Your task is to extract the lines from the one holding "the bridge span" through the end of the material. Set them down exactly and add nothing.

Position identification records
□ □ □ □ □ □ □

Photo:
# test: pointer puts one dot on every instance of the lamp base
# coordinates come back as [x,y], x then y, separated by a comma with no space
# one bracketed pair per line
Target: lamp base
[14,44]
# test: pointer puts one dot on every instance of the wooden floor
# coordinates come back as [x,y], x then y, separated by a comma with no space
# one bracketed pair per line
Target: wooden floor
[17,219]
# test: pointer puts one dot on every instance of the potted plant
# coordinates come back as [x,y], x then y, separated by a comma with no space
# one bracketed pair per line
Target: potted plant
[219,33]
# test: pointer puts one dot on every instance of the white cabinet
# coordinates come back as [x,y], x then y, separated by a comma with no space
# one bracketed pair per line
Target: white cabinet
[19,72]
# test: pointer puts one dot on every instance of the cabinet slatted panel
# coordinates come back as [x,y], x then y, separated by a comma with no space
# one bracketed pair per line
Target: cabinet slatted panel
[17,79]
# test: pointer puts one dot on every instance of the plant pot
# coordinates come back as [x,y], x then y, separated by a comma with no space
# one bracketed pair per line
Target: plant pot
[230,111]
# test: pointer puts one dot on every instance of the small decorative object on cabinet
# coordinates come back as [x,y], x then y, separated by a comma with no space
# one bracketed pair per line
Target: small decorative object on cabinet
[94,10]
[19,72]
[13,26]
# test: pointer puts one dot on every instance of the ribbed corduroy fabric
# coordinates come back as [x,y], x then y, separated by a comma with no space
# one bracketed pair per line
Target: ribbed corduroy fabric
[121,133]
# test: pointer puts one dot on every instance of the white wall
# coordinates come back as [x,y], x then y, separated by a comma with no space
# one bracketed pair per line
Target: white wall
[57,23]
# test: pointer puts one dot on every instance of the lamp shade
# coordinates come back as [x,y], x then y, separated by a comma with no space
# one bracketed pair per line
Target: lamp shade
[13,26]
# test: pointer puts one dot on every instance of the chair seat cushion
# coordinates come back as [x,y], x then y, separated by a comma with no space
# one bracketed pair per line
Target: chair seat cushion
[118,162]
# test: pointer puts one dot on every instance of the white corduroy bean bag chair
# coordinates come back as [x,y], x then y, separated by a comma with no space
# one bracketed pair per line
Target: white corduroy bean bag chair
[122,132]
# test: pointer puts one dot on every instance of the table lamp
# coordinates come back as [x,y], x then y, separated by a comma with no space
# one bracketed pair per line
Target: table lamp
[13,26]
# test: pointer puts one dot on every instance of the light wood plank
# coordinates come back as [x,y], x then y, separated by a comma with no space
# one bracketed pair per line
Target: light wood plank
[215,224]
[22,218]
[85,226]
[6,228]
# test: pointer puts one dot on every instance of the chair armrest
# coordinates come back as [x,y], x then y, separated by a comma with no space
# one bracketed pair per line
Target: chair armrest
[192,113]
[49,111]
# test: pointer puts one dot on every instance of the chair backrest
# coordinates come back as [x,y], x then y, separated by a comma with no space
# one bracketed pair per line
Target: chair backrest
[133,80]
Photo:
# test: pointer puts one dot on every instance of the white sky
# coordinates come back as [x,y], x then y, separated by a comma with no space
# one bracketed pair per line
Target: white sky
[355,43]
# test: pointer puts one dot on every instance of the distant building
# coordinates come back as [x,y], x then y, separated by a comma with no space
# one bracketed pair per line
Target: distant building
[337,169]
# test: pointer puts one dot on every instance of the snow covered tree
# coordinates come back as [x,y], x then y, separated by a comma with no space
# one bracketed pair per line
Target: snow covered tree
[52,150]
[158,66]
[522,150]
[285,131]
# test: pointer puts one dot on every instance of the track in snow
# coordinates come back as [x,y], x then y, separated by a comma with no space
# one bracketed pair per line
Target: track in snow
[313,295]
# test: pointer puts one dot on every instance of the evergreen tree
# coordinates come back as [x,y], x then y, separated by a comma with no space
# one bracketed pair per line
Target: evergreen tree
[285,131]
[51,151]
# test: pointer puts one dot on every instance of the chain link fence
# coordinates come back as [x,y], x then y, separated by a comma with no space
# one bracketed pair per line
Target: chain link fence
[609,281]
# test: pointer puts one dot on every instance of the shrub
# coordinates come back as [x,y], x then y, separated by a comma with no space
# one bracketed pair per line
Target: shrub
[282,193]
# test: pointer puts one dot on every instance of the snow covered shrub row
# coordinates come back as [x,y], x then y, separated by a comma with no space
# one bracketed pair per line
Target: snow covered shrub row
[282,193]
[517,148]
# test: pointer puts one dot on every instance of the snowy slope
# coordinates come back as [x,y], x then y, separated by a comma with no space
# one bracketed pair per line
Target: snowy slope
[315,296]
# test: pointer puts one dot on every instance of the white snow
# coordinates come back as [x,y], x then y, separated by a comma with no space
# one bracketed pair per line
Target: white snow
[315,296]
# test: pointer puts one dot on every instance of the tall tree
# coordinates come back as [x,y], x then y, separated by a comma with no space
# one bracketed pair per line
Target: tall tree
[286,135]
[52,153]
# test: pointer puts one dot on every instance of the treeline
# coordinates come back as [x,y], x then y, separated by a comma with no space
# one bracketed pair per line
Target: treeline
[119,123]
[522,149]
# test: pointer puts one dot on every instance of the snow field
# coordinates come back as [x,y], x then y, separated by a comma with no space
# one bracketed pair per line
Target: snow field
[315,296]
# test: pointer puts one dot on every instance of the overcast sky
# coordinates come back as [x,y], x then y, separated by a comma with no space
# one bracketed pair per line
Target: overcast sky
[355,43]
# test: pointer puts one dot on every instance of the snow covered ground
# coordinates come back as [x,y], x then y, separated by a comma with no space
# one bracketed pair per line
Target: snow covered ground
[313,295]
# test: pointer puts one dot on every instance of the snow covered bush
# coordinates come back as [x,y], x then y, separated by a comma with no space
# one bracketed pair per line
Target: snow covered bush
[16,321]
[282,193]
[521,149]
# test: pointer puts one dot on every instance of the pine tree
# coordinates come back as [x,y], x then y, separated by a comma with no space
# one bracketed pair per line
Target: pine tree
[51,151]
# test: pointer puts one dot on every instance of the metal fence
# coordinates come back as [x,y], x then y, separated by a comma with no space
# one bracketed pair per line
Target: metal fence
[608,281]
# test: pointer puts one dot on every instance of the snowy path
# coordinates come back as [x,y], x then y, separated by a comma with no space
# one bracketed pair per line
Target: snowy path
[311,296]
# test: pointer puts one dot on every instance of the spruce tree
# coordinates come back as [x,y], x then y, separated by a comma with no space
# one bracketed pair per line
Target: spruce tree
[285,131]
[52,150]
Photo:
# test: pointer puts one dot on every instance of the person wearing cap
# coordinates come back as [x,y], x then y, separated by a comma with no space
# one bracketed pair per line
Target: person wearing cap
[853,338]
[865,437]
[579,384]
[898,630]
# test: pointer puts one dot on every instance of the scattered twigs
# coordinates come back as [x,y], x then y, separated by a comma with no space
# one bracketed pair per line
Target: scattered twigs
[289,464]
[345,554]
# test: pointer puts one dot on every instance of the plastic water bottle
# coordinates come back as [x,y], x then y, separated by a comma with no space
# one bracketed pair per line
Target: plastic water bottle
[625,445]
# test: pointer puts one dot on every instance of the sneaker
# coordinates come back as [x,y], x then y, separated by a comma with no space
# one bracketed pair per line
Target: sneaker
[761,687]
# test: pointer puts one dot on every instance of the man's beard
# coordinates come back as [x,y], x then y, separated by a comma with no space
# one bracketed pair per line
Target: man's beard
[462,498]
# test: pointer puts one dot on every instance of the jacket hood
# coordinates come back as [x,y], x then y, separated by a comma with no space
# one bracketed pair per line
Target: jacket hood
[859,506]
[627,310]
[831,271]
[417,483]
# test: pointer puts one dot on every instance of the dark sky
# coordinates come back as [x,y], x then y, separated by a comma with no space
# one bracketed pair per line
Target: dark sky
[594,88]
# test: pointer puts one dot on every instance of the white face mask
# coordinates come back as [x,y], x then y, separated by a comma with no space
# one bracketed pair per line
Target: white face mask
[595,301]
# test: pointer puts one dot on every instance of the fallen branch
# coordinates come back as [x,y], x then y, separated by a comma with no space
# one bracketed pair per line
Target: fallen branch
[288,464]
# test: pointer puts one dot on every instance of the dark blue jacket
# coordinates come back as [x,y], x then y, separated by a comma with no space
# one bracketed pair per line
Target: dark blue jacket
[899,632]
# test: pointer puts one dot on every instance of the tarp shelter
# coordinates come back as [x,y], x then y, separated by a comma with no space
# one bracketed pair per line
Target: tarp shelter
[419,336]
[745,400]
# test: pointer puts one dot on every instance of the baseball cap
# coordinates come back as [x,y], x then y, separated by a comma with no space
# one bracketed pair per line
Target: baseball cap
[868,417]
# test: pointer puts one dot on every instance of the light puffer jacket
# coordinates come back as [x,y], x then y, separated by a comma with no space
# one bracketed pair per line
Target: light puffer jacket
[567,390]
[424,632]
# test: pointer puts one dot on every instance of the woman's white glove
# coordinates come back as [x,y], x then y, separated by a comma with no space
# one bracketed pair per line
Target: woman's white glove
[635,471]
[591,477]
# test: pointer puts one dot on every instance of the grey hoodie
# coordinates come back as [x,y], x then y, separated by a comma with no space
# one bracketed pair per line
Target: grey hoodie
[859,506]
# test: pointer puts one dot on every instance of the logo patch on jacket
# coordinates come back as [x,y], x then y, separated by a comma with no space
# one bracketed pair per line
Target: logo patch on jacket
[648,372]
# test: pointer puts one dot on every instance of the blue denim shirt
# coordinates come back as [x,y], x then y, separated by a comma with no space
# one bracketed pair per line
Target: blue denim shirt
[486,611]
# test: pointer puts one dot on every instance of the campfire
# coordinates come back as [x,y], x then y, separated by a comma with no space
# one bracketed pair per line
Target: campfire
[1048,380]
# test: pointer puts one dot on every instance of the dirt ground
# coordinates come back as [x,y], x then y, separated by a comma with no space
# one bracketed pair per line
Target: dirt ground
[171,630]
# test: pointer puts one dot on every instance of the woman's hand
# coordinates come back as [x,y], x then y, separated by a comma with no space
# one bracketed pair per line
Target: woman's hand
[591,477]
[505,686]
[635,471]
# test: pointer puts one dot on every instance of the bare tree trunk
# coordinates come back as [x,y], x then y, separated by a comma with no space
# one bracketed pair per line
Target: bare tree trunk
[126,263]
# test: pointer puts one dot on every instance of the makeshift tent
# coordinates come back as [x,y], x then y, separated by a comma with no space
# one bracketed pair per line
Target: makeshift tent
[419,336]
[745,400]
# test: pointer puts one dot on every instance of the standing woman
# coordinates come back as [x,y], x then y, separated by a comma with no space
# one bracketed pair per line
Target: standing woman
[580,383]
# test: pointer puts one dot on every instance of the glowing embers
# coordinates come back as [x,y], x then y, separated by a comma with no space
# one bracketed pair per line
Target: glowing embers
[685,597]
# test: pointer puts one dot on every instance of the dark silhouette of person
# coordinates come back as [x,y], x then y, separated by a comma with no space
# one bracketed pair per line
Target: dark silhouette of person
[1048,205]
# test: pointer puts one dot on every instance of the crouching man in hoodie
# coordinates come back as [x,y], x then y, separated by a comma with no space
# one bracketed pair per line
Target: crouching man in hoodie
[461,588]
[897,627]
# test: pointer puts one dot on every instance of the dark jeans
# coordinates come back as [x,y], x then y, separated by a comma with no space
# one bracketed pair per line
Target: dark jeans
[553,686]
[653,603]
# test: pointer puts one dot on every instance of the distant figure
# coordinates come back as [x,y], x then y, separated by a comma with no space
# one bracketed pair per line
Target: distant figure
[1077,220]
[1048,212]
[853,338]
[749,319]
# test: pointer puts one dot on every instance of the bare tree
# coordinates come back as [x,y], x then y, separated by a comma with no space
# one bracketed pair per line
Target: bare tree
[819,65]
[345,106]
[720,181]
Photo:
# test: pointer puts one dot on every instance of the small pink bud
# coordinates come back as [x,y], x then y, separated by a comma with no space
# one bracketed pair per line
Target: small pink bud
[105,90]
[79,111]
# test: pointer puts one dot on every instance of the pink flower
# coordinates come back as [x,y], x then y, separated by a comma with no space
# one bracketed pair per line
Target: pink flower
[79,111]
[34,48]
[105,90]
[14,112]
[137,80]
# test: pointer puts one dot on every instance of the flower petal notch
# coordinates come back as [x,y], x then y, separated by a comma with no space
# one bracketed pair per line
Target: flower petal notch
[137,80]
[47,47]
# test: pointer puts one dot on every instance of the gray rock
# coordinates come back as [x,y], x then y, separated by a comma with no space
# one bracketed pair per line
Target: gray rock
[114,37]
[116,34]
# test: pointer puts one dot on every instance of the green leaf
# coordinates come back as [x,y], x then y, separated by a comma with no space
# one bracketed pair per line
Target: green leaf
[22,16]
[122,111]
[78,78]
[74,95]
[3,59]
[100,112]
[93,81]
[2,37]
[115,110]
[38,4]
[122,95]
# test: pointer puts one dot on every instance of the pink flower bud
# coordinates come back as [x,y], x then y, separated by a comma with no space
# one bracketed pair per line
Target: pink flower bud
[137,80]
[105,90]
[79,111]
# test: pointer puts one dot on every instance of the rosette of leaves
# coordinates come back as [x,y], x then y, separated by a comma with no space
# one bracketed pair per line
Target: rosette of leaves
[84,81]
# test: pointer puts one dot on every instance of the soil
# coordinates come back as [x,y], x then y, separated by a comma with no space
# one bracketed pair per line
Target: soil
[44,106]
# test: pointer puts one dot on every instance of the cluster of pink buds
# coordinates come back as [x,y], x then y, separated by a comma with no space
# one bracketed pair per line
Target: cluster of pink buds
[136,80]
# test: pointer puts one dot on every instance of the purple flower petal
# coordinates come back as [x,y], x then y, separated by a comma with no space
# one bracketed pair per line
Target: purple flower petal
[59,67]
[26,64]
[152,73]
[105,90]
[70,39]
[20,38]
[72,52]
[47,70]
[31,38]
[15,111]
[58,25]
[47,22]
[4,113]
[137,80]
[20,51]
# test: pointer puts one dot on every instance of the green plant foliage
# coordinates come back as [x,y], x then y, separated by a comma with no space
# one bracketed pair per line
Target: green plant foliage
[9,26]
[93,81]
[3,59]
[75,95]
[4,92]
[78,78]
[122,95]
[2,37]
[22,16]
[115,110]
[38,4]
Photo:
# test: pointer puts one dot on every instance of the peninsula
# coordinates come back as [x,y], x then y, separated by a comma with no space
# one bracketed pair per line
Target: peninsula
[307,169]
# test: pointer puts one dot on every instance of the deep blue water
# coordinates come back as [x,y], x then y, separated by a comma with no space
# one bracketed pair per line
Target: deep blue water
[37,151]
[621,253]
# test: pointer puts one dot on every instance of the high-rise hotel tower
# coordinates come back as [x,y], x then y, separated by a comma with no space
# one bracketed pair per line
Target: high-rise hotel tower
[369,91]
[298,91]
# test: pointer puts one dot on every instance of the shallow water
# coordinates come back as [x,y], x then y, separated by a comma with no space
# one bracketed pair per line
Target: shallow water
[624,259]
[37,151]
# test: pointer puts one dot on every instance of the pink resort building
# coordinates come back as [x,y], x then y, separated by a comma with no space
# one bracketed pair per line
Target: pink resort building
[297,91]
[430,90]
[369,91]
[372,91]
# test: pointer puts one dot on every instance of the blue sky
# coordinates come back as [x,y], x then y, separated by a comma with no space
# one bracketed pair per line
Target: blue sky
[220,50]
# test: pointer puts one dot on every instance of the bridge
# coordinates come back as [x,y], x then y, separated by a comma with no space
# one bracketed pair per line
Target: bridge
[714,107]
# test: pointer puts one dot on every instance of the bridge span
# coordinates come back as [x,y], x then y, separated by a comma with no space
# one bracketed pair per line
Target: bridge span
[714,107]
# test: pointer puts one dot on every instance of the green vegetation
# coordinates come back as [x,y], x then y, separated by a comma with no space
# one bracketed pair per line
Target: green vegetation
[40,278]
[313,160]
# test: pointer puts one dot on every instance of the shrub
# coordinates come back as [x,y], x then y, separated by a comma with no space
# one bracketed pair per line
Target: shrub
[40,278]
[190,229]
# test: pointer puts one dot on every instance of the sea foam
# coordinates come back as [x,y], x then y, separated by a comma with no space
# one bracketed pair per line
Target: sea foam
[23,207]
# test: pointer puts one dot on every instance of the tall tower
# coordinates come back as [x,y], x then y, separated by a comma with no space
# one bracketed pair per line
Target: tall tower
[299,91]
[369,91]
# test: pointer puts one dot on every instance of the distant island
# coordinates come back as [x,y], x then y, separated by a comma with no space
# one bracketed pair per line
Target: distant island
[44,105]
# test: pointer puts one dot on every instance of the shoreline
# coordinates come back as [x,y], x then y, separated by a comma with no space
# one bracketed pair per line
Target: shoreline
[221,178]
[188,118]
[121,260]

□ □ □ □ □ □ □

● Expected answer:
# test: pointer puts one dot on every instance of the bridge span
# coordinates come back as [x,y], x then y, separated by a comma with no space
# one bracketed pair per line
Target: bridge span
[714,107]
# test: pointer puts one dot on every instance of the green vegetation
# coordinates come back as [x,y], x then y, separated by a comma with no space
# one bracketed pair per line
Target: green vegetation
[40,278]
[313,160]
# test: pointer puts one dot on every instance of the shrub
# coordinates come back as [x,y], x then y, separated by a comma with no space
# one bracketed pair per line
Target: shrub
[40,278]
[190,229]
# test: pointer puts one dot on every instance of the sea foam
# coordinates come back as [x,y], x then y, separated by a comma with no space
# one bracketed pair per line
Target: sea foam
[23,207]
# test: pointer puts one dot on every instance of the tall tower
# coordinates come back as [x,y], x then y, separated by a comma with no space
# one bracketed pair per line
Target: tall tower
[299,91]
[369,91]
# test: pointer puts one dot on every instance of the distant island
# coordinates come back as [x,y], x then y, separated by a comma with no space
# one bracketed pair per line
Target: distant island
[44,105]
# test: pointer puts one dot on every instance of the shoreline
# coordinates come back as [x,y], x then y, separated by a comma with no space
# one bracketed pair per line
Target: shoreline
[221,178]
[188,118]
[121,260]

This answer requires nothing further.